He worked as a mail boy at EMI and eventually worked his way to become an A&R representative.
Says that the first time he gave a criticism was at age four when he looked at his mother’s white fuzzy pillbox hat and remarked “Mum, you look like a poodle” [Source: His book “I Don’t Mean to Be Rude, But…”]
During auditions for ‘The X Factor’, he made a bet with auditionee Paul Holt that he would pay him £50,000 if he got a #1 single. Holt was quickly signed by a record label – and backed by X Factor judge Sharon Osbourne – to release “50 Grand for Christmas” in December 2004, which only charted at #35 in the UK.
His former girlfriend is Terri Seymour. [2004]
His sister’s husband is the cousin of pop star Robbie Williams.
he has 2 nieces and a nephew, namely: Tanyette Chantel (born October 18, 1981), Melissa Lee (born July 10, 1984), and Joshua Aaron, (born April 15, 1986) all 3 of whom have appeared in the audience during various episodes of Pop Idol Season 1.
His best friend is his London neighbor Jackie St Claire.
During an auditioning, a female participant told Simon and the other judges that she quit her job at a hair salon so she can pursue her dreams on American Idol; when getting rejected, Simon had asked for the phone and called the owner of the participant workplace where the rejected contestant got her job back.
Made his screen debut in 1990, on the UK TV series ‘Sale of the Century’, his prize for winning – Kitchen Utensils.
In 2007, Forbes Magazine estimated his U.S. earnings at $45 million for the year.
His father Eric Cowell was a record company executive with EMI. He died at home in 1999 of a massive heart attack on the very day that Simon got his first Number One with a then-unknown band called Westlife who his dad had predicted would become big.
Allergic to lambs’ wool. Buys expensive cashmere jumpers.
Ranked #6 in the 2008 Telegraph’s list “the 100 most powerful people in British culture”.
In 2007, he earned an estimated $72 million in income from his various projects. $45 million from American Idol, $15 million from Britain’s Got Talent and X Factor, and $12 million from his record label.
He is good friends with Emma Noble.
The Sunday Times List estimated his net worth at $196 million. [2009]
Personal Quotes
I’d accept an honour but I don’t think I’m likely to get one. The Queen once described me as a dreadful man
To a Pop Idol contestant: “Let me throw a mathematical dilemma at you – there’s 500 left, well how come the odds of you winning are a million to one?”
[Asked if he feels guilty about what he says to the American Idol contestants] “No, what I am doing is kind by telling people who are useless ‘Do something that you’re good at’. So I would only feel guilt if I misled somebody who was terrible.”
We’ve done three seasons of American Idol and by now it is safe to assume that most people know that you have to be able to sing. But people turn up who can’t sing a note and yet they believe they are the Second Coming.
Sit in these auditions for three weeks and hear “I Believe I Can Fly” out of tune for the millionth time, YOU try and be nice
If you would have asked me what I thought of America before I came over here I would have used the word ‘corny’. And then you come over here and you find that it’s not corny at all. British people are very cynical, they cannot bear someone else’s success. Americans embrace other people’s success. Everything in America is larger than life.

▸ **Direction**: Reproduce word for word the part of the trivia list from "His best friend" to "for the year.". The listing comes from a separate source unrelated to the trivia list.

▸ **Dataset extract**:
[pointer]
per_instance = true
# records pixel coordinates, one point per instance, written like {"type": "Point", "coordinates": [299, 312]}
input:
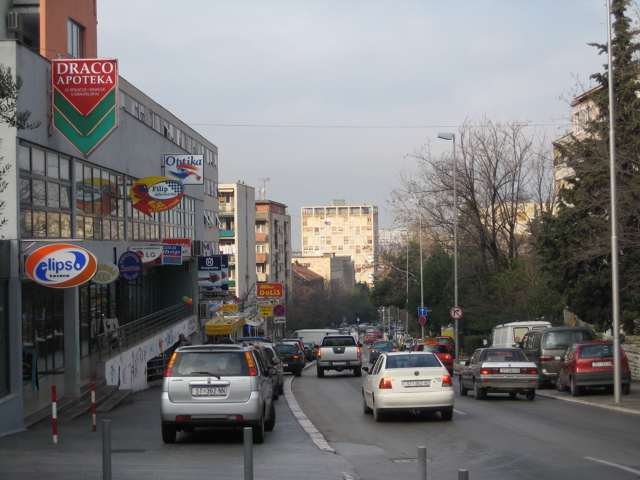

▸ **Finished answer**:
His best friend is his London neighbor Jackie St Claire.
During an auditioning, a female participant told Simon and the other judges that she quit her job at a hair salon so she can pursue her dreams on American Idol; when getting rejected, Simon had asked for the phone and called the owner of the participant workplace where the rejected contestant got her job back.
Made his screen debut in 1990, on the UK TV series ‘Sale of the Century’, his prize for winning – Kitchen Utensils.
In 2007, Forbes Magazine estimated his U.S. earnings at $45 million for the year.